EXERCISE DATA Block Start

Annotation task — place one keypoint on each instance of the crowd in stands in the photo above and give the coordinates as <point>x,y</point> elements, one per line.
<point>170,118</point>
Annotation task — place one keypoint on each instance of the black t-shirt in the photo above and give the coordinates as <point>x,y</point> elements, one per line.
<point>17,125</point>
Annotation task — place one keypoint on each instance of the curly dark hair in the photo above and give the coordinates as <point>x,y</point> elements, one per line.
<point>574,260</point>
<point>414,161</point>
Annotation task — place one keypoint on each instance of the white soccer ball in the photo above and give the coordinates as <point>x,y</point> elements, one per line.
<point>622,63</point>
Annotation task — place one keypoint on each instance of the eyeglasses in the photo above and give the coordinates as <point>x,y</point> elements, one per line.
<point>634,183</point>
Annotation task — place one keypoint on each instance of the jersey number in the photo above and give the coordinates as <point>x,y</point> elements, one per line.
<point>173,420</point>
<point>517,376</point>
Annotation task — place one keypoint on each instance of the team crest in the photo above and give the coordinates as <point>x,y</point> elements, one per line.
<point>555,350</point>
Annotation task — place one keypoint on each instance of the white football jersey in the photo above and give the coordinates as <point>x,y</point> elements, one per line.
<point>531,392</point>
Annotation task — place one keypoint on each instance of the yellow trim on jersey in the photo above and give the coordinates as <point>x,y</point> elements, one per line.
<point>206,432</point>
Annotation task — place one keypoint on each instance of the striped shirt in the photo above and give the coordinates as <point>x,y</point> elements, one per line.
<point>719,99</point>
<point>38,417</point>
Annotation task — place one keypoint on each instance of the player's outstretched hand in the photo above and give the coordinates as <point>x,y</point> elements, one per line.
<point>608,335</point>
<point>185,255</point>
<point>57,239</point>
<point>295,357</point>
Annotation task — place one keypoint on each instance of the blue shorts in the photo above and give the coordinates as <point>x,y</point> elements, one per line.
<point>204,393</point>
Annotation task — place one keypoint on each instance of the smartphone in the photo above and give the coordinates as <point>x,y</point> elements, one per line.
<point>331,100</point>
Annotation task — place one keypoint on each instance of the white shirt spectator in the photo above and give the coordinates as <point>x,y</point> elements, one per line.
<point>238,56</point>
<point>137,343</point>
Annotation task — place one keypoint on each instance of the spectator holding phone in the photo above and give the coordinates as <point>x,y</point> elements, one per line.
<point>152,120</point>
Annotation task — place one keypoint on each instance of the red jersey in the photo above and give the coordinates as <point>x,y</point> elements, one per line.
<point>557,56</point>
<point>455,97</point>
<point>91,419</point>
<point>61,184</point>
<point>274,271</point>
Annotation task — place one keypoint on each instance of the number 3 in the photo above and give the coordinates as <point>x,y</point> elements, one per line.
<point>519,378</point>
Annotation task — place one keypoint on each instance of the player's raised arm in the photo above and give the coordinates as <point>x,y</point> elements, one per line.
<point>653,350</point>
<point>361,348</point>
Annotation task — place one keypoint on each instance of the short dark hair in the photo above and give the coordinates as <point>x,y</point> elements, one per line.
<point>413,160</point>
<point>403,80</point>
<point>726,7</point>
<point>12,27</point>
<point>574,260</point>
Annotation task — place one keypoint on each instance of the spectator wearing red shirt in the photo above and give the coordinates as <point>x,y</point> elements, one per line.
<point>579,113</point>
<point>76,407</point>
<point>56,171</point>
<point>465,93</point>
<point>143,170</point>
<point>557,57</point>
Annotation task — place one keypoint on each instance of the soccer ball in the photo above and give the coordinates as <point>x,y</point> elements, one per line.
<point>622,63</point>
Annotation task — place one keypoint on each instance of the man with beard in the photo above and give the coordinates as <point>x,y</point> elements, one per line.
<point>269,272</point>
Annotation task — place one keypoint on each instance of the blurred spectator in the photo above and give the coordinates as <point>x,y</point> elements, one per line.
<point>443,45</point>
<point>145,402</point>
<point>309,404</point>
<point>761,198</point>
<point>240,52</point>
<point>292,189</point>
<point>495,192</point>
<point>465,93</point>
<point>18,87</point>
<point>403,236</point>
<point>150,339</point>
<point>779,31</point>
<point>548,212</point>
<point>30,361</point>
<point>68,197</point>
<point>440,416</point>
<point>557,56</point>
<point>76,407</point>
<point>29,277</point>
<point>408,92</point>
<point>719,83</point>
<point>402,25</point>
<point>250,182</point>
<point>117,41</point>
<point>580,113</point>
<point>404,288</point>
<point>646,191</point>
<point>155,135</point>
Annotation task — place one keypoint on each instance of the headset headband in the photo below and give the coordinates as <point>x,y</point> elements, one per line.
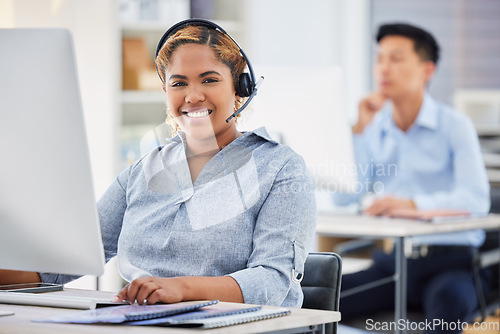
<point>247,85</point>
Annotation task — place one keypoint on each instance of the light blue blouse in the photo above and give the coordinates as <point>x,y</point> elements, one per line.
<point>250,214</point>
<point>437,162</point>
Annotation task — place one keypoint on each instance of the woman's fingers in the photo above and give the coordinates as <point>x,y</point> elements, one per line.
<point>150,290</point>
<point>145,291</point>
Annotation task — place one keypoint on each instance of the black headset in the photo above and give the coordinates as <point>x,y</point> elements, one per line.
<point>246,86</point>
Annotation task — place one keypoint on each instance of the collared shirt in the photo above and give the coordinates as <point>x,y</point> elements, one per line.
<point>249,214</point>
<point>437,162</point>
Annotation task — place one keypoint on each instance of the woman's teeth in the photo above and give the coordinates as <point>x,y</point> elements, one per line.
<point>195,114</point>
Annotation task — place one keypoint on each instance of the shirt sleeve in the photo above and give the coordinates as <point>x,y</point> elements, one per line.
<point>111,209</point>
<point>284,231</point>
<point>362,160</point>
<point>471,187</point>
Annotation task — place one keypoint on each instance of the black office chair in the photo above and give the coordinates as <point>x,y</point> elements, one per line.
<point>321,283</point>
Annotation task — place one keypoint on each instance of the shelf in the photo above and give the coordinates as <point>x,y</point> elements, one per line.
<point>143,97</point>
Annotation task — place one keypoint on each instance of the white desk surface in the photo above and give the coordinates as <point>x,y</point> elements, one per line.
<point>382,227</point>
<point>21,321</point>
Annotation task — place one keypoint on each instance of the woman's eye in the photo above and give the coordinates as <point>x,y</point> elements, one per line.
<point>210,80</point>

EXERCISE DATA Block End

### ACTIVITY
Word for word, print out all of the records above; pass over the pictures.

### PROBLEM SOLUTION
Annotation task — place one keypoint on each instance of the crowd in stands in the photo above and give the coordinates as <point>x,y</point> elements, one per line.
<point>170,118</point>
Annotation task — place one keypoint on each instance of the black t-shirt in the photo above and give the coordinates as <point>x,y</point> elements, one per line.
<point>17,125</point>
Annotation task — place one keypoint on each instance of the curly dark hair in the photo above and give the coordinates as <point>x,y</point> elements, one per line.
<point>574,260</point>
<point>414,161</point>
Annotation task — place one keypoint on each instance of the white soccer ball in the photo above and give the coordinates as <point>x,y</point> elements, one per line.
<point>622,63</point>
Annotation task — place one keypoint on each instance of the eyeglasses in the photo above and give the coordinates as <point>x,y</point> elements, one per line.
<point>634,183</point>
Annotation task — place one keypoint on each instance of the jersey number in the photo above and give the coordinates as <point>x,y</point> elements, one per line.
<point>173,420</point>
<point>517,376</point>
Annotation task — place one keypoint on each instance of the team crest in the photo above and give the coordinates as <point>x,y</point> elements, one per line.
<point>555,350</point>
Annotation task — place one keypoint on each instance of the white football jersey in the photo above and give the coordinates as <point>x,y</point> elements, one per line.
<point>531,392</point>
Annotation task — place one keypoint on each instance of the yellow trim on jersey in the photo above and give the coordinates as <point>x,y</point> elements, one per line.
<point>206,432</point>
Annotation task — place one keypoint on each instance of the striped shirt in the photo above and give the coordinates as <point>x,y</point> elements, one per line.
<point>719,99</point>
<point>38,417</point>
Annotation task — place one keypoint on each instance of the player's outstretched hand in the photo above and give the coordinates as <point>x,y</point> elements, one per line.
<point>608,335</point>
<point>185,255</point>
<point>57,239</point>
<point>295,357</point>
Annotation task — place one keypoint on each instance of the blue shorts in the photo above and give the coordinates as <point>x,y</point> elements, one per line.
<point>204,393</point>
Annotation task — place one keypoint on each instance of the smartphone in the photo above and give the coordinates as <point>x,y</point> elements, one per line.
<point>331,100</point>
Annotation task — place one keypoint on each instance of the white shirt spectator in the photo above and give the coordinates as <point>x,y</point> elements, one per line.
<point>238,56</point>
<point>137,343</point>
Annotation task — place one keypoint on each instance of the spectator holding phone in the photo above and give the coordinates as <point>x,y</point> elements, one per line.
<point>152,120</point>
Annotation task — place one keypoint on each instance of the red jersey in the photo above and give the coordinates as <point>x,y</point> elements, one per line.
<point>557,56</point>
<point>455,97</point>
<point>91,419</point>
<point>61,184</point>
<point>274,271</point>
Annotation task — place one keypoint on each instance of the number 3 in the photo above and give the coordinates as <point>x,y</point> elements, one per line.
<point>519,378</point>
Annotation task — place one keypoint on each instance of the player's raised arm in the photo above and give the coordinates as <point>x,y</point> elements, one per line.
<point>653,350</point>
<point>361,348</point>
Annotation task — place one keypoint on each instance of the short dark hair in the photo above and give the coordinates as <point>x,y</point> elements, one per line.
<point>413,160</point>
<point>403,80</point>
<point>726,7</point>
<point>12,27</point>
<point>574,260</point>
Annotation task — place one keypoint on each instance of the spectator wearing red shirt in the photo above and give the coordinates as <point>x,y</point> elements, one per line.
<point>579,113</point>
<point>76,407</point>
<point>56,171</point>
<point>465,93</point>
<point>143,170</point>
<point>557,57</point>
Annotation task — place one keypoint on each instance of the soccer ball in the photo above and give the coordinates as <point>x,y</point> elements, one per line.
<point>622,63</point>
Annotation task — place one keypoint on each instance of the man with beard in the photo above and give the coordinates as <point>x,y</point> elements, one per line.
<point>269,272</point>
Annotation task — place one keypoint on each instance of the blurred spectator in the photo above and give the coordinates as <point>x,y</point> elements, one per line.
<point>443,45</point>
<point>145,402</point>
<point>309,404</point>
<point>761,198</point>
<point>240,52</point>
<point>292,189</point>
<point>495,192</point>
<point>465,93</point>
<point>18,87</point>
<point>403,236</point>
<point>150,339</point>
<point>779,31</point>
<point>548,212</point>
<point>30,361</point>
<point>68,197</point>
<point>440,416</point>
<point>557,56</point>
<point>76,407</point>
<point>29,277</point>
<point>408,92</point>
<point>719,83</point>
<point>402,25</point>
<point>250,182</point>
<point>117,41</point>
<point>580,113</point>
<point>404,288</point>
<point>646,191</point>
<point>155,135</point>
Annotation task — place one keypoint on each instance of the headset headband in the photo below and give the coordinates as <point>x,y</point> elements, one per line.
<point>247,85</point>
Annotation task — place one keypoint on each instance of the light blue blouse in the photo above and give the coordinates as <point>x,y</point> elements, one per line.
<point>250,214</point>
<point>437,162</point>
Annotation task — place one keypoint on each instance of the woman's fingers in the photo above and give the coordinates as <point>x,y</point> elements, one per line.
<point>150,290</point>
<point>145,291</point>
Annotation task — place one keypoint on each instance of the black headset in the photo above and give the coordinates as <point>x,y</point> elements, one per line.
<point>246,86</point>
Annotation task — place one keypoint on each instance of the collared shirt in the photo above and give the coordinates as <point>x,y</point> elements, one per line.
<point>249,214</point>
<point>437,162</point>
Annotation task — place one keypoint on each instance of the woman's teeth in the photo above and give the coordinates as <point>x,y</point> elements, one per line.
<point>195,114</point>
Annotation task — place one keypoint on each instance of the shirt sleeve in the photo above and give the coordinates as <point>x,y</point> elements, one per line.
<point>111,209</point>
<point>284,231</point>
<point>362,160</point>
<point>471,187</point>
Annotation task — place one keypoint on each instance of the black office chair in the photo above and give the coordinates as <point>x,y</point> elements, one per line.
<point>321,283</point>
Annotation task — place one keypoint on each instance of the shelf in the photo above and give the coordinates as <point>x,y</point> elements, one per line.
<point>143,97</point>
Annotation task — place one keypoint on each instance of the white desk surface in the photo above and give the coordinates as <point>x,y</point> elements, one per line.
<point>382,227</point>
<point>21,321</point>
Annotation task — place one keypoint on each instance of the woman's eye in the photo above and give the coordinates as <point>x,y</point> elements, one per line.
<point>210,80</point>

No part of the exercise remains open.